Turn the material below into a numbered list, one item per line, and leave out any blank lines.
_ _ _ _ _
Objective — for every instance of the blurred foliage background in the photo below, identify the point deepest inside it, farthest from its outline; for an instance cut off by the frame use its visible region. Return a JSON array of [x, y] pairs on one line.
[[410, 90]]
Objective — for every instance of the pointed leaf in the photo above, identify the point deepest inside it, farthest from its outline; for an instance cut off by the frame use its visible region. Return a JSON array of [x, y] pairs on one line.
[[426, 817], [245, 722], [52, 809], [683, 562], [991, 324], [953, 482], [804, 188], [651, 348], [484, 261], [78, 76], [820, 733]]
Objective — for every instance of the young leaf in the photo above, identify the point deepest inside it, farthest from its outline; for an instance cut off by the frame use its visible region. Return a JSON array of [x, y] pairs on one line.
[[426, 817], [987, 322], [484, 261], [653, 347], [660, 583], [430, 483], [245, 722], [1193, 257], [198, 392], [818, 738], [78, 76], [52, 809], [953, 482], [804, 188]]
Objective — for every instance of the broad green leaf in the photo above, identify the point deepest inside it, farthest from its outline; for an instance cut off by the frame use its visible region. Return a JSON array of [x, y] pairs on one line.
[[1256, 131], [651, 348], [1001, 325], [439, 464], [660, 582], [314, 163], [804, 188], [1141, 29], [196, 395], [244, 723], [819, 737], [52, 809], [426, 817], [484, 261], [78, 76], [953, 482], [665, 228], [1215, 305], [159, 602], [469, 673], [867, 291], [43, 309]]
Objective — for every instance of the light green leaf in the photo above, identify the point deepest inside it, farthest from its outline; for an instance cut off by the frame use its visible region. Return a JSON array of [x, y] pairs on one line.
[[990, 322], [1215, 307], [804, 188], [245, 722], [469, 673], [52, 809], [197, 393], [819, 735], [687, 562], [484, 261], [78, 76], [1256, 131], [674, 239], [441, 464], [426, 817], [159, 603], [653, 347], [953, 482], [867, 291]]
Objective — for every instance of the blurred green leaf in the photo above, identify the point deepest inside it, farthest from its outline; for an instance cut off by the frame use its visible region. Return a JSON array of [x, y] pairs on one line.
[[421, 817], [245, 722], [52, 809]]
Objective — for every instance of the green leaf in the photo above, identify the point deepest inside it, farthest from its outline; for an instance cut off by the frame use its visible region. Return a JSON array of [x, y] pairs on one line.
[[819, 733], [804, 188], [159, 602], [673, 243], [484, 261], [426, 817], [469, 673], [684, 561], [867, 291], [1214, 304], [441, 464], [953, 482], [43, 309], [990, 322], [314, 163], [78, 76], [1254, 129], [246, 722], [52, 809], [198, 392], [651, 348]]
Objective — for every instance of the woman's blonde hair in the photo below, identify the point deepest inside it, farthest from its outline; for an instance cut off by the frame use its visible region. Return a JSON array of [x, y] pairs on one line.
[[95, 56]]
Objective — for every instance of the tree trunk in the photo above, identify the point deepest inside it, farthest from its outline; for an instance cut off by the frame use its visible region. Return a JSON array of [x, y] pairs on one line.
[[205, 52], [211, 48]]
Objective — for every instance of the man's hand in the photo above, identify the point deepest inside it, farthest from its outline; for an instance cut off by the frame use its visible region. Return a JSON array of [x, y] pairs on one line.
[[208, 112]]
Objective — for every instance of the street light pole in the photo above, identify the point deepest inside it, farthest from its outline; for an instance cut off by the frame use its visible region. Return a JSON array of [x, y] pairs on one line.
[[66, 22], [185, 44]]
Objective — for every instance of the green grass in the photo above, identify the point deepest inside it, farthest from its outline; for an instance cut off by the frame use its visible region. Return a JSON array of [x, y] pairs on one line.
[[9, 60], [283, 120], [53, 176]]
_ _ _ _ _
Final result -
1. Objective — for every instance of the blurred foliage background in the photo below, identify the point deepest inside it, farthest from its outline; for an instance cut off by the frame use its visible region. Return a JSON array of [x, y] pairs on one line.
2. [[410, 90]]
3. Objective — for every instance of the pointed leaf in the photo above, identify the point deepest inside it, farthest from its outline; for an instance cut off by the frame use its visible region. Return a JSON array of [x, y] pairs on one line.
4. [[426, 817], [245, 722], [52, 809], [683, 562], [991, 324], [953, 482], [804, 188], [651, 348], [484, 261], [78, 76], [820, 733]]
5. Objective — for every instance of the young leaf in the photo above, identify the point deepest inside it, farthest from its outline; for an instance cut off by the frame use its visible region. Return a JSON array of [x, y] pairs on one line.
6. [[426, 817], [987, 322], [484, 261], [653, 347], [660, 583], [430, 483], [245, 722], [1193, 257], [198, 392], [818, 738], [78, 76], [52, 809], [953, 482], [804, 188]]
7. Objective — for every instance of the broad green leaf in the photo above, identify the point deepest inside it, farthest from its outline; for an instance cut off by the frame use its visible region. Return a JSON array of [x, y] pairs on one line.
8. [[1256, 131], [651, 348], [1001, 325], [439, 464], [660, 582], [314, 163], [804, 188], [1141, 29], [196, 395], [244, 723], [819, 737], [52, 809], [426, 817], [484, 261], [78, 76], [953, 482], [665, 228], [1215, 305], [159, 602], [469, 673], [867, 291], [43, 309]]
9. Objective — for every instance of the light green leaf in the photo above, identify the point deepest inside it, farthest from its outline; for an instance cut off by the frame use its visible region. Return a JSON array of [x, y] pairs on one line.
10. [[990, 322], [1215, 307], [804, 188], [245, 722], [469, 673], [52, 809], [197, 393], [819, 735], [687, 562], [484, 261], [78, 76], [1256, 131], [674, 239], [441, 464], [426, 817], [159, 603], [653, 347], [953, 482], [867, 291]]
11. Objective — for every instance of the blurred green leaf in the photo above, identify the point deepest inside it, farthest from its outline; for an instance cut off by the frame use its visible region. Return a JSON array of [x, y] pairs on one line.
12. [[421, 817], [245, 722], [52, 809]]
13. Objective — for every instance of the green leaf in the photo above, identify the point deepest inside it, farthest from its outline; for an instance cut off by the frame use its visible region. Return a JSON array of [x, y] pairs on one line.
14. [[819, 733], [804, 188], [159, 602], [673, 243], [484, 261], [426, 817], [469, 673], [684, 561], [867, 291], [1214, 304], [441, 464], [953, 482], [43, 309], [990, 322], [314, 163], [78, 76], [1254, 129], [246, 722], [52, 809], [198, 392], [651, 348]]
15. Objective — for every instance of the woman's blonde hair in the photo below, identify the point deepest inside it, farthest from its outline; for an instance cut off by the frame use its visible region. Return a JSON array of [x, y] pairs on one line.
16. [[95, 56]]
17. Objective — for every instance of the tree trunk in the photo above, identify the point deepest inside it, farthest from its outline; for an instance cut off by the frame use its visible region. Return a JSON array of [x, y] pairs on one line.
18. [[205, 52], [211, 48]]
19. Objective — for every instance of the man's hand in the photo above, identify the point deepest inside it, farthest from its outline; for an instance cut off by the frame use its visible region. Return a JSON array of [x, y] pairs on one line.
20. [[208, 112]]
21. Objective — for every instance of the street light pole in the photo above, identify the point deepest inside it, farthest from its outline; for an instance cut off by the frame use its visible region. Return a JSON array of [x, y] pairs on one line.
22. [[66, 22], [185, 44]]
23. Objective — for every instance of the green grass in the photo above, identify the point deepest inside it, farthest from its outline; for an instance cut off by the frame use its visible region. Return a JSON array of [x, y] pairs on one line.
24. [[9, 60], [283, 120], [53, 176]]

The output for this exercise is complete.